EXERCISE DETAILS — Can you give the records below as a numbered list, leaving out any blank lines?

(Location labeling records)
:::::

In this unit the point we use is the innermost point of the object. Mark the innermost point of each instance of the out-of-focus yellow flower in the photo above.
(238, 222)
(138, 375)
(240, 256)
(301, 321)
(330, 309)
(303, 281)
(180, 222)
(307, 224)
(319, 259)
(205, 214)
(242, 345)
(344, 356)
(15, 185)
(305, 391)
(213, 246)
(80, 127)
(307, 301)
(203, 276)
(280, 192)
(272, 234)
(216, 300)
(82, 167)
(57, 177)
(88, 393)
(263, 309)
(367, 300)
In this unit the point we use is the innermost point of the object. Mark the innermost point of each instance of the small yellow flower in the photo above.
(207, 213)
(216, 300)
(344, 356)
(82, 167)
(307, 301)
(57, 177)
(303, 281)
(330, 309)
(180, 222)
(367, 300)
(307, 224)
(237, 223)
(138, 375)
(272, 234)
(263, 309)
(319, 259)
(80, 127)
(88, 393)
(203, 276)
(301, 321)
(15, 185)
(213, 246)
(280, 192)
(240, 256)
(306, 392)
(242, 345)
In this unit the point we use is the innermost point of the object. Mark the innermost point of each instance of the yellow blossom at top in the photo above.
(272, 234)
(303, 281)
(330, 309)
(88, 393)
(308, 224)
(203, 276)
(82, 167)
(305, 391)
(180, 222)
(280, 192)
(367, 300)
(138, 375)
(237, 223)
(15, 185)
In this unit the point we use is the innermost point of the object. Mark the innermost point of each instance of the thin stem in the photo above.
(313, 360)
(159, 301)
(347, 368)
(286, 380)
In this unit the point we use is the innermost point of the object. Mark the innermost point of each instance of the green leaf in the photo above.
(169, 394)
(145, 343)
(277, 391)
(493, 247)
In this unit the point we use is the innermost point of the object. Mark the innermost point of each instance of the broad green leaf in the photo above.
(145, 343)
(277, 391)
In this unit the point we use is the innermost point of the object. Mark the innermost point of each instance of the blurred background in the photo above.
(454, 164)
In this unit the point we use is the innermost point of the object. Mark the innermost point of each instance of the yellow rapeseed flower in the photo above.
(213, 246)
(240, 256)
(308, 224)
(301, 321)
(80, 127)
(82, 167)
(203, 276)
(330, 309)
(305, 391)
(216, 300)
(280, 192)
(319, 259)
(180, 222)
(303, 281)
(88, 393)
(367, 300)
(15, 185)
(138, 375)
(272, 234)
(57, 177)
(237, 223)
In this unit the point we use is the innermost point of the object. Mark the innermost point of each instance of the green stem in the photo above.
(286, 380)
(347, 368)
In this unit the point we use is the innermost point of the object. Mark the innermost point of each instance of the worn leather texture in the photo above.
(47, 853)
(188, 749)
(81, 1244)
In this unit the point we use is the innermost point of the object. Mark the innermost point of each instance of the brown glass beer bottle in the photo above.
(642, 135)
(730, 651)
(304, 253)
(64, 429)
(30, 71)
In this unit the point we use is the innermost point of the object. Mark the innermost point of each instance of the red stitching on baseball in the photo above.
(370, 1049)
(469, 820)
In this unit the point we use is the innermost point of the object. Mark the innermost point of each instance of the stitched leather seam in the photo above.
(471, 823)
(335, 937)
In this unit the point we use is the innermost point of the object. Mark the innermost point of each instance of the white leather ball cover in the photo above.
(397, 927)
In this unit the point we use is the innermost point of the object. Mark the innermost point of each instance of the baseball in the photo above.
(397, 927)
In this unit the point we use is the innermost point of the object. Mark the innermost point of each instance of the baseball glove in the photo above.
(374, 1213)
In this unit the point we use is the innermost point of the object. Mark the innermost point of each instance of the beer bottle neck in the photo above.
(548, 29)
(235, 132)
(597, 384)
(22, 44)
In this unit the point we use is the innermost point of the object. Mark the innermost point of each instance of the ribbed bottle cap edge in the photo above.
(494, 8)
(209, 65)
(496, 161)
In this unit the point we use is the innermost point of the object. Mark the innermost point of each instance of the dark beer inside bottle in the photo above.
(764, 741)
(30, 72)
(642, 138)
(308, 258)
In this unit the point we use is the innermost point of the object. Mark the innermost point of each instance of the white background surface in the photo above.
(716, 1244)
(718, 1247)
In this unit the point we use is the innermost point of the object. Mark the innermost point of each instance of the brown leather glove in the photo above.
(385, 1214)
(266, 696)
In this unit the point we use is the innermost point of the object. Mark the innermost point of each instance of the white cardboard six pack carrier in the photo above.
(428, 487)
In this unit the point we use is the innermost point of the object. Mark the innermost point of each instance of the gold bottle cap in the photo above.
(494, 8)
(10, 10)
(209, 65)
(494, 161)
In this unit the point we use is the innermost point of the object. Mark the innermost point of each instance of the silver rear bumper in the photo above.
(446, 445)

:::::

SOLUTION TO THIS TASK —
1. In this unit the point we use is the innermost point of the object. Mark the innermost point of each instance of the out-of-focus yellow flower in the photo above.
2. (238, 222)
3. (138, 375)
4. (240, 256)
5. (301, 321)
6. (330, 309)
7. (303, 281)
8. (180, 222)
9. (307, 224)
10. (319, 259)
11. (205, 214)
12. (242, 345)
13. (344, 356)
14. (15, 185)
15. (305, 391)
16. (213, 246)
17. (80, 127)
18. (307, 301)
19. (203, 276)
20. (280, 192)
21. (272, 234)
22. (216, 300)
23. (82, 167)
24. (57, 177)
25. (88, 393)
26. (263, 309)
27. (367, 300)
28. In this unit the point we use is the innermost point of the object. Mark the innermost point of each instance of the small yellow flower in the photo above.
29. (207, 213)
30. (216, 300)
31. (344, 356)
32. (82, 167)
33. (307, 301)
34. (57, 177)
35. (303, 281)
36. (330, 309)
37. (180, 222)
38. (367, 300)
39. (307, 224)
40. (237, 223)
41. (138, 375)
42. (272, 234)
43. (263, 309)
44. (319, 259)
45. (80, 127)
46. (88, 393)
47. (203, 276)
48. (301, 321)
49. (15, 185)
50. (213, 246)
51. (280, 192)
52. (240, 256)
53. (306, 392)
54. (242, 345)
55. In this unit the point we use is the innermost point of the object. Mark the innermost point of each instance of the yellow blossom at top in the photo above.
56. (272, 234)
57. (303, 281)
58. (330, 309)
59. (88, 393)
60. (308, 224)
61. (203, 276)
62. (82, 167)
63. (305, 391)
64. (180, 222)
65. (280, 192)
66. (367, 300)
67. (138, 375)
68. (237, 223)
69. (15, 185)
70. In this unit the point we use is the innermost point of the object. Mark the innermost point of each instance of the thin stem in the photo above.
71. (313, 360)
72. (159, 301)
73. (347, 368)
74. (286, 380)
75. In this unit the point we use is the innermost point of the object. Mark the innermost point of each instance of the green leaf in the photo above.
76. (169, 394)
77. (145, 343)
78. (277, 391)
79. (493, 247)
80. In this unit the point we use is the innermost point of the object. Mark the innermost point of each instance of the broad green leaf in the photo above.
81. (145, 343)
82. (277, 391)
83. In this unit the point we use is the innermost point of the object. Mark the innermost point of each instance of the blurred background in the photo above.
84. (454, 164)
85. In this unit the point we use is the innermost point of the object. Mark the innermost point of each instance of the yellow rapeseed flower in the photo above.
86. (213, 246)
87. (240, 256)
88. (308, 224)
89. (301, 321)
90. (80, 127)
91. (82, 167)
92. (203, 276)
93. (330, 309)
94. (305, 391)
95. (216, 300)
96. (280, 192)
97. (319, 259)
98. (180, 222)
99. (303, 281)
100. (88, 393)
101. (367, 300)
102. (15, 185)
103. (138, 375)
104. (272, 234)
105. (57, 177)
106. (237, 223)
107. In this unit the point we use is the innermost point of the object. Mark the innermost point of each instance of the green stem in the photo above.
108. (286, 380)
109. (347, 368)
110. In this unit the point we use is the innermost point of the object. Mark the innermost point of each instance of the worn leather texture in the photo above.
111. (47, 853)
112. (188, 749)
113. (81, 1244)
114. In this unit the point we use is the innermost point of the object. Mark the innermost point of each instance of the brown glass beer bottle in the photo above.
115. (642, 135)
116. (730, 651)
117. (304, 253)
118. (64, 429)
119. (30, 71)
120. In this unit the point we use is the innermost point of the object. Mark the innermost point of each instance of the red stitching on baseball in the photo above.
121. (370, 1049)
122. (469, 820)
123. In this unit the point we use is the innermost point of the object. Mark the innermost point of each instance of the stitched leather seam in the photo above.
124. (471, 823)
125. (335, 937)
126. In this unit the point we use is the innermost point of the object. Mark the innermost point of each instance of the white leather ball cover in the photo above.
127. (397, 927)
128. In this unit the point we use is the innermost point of the object. Mark the innermost point of each instance of the baseball in the photo above.
129. (397, 927)
130. In this unit the point we use is the innermost point of the object. Mark the innermost point of each instance of the baseball glove in the photo above.
131. (374, 1213)
132. In this unit the point we use is the innermost point of the object. Mark the innermost point of each instance of the beer bottle neck in the photo above.
133. (548, 29)
134. (235, 132)
135. (597, 384)
136. (22, 44)
137. In this unit the point we use is the innermost point of the object. Mark the innermost point of each instance of the ribbed bottle cap edge in the photo above.
138. (494, 8)
139. (209, 65)
140. (496, 161)
141. In this unit the point we use is the innermost point of the object. Mark the innermost point of each instance of the dark beer inside bottle in the photo above.
142. (764, 741)
143. (30, 72)
144. (642, 138)
145. (308, 258)
146. In this unit the point we use is the innermost point of the object. Mark the innermost point of each instance of the white background surface in the photo above.
147. (716, 1244)
148. (718, 1247)
149. In this unit the point we use is the innermost point of the object. Mark the innermost point of each instance of the brown leather glove in the photo above.
150. (385, 1214)
151. (266, 696)
152. In this unit the point we use is the innermost point of the object. Mark the innermost point of each instance of the white cardboard six pack carrier in the photo above.
153. (428, 487)
154. In this unit the point we use is the innermost point of the object. Mark the innermost point of each instance of the gold bottle cap in the photo above.
155. (494, 8)
156. (10, 10)
157. (209, 65)
158. (494, 161)
159. In this unit the point we use is the innermost point of the object. Mark the innermost point of each instance of the silver rear bumper in the photo above.
160. (446, 445)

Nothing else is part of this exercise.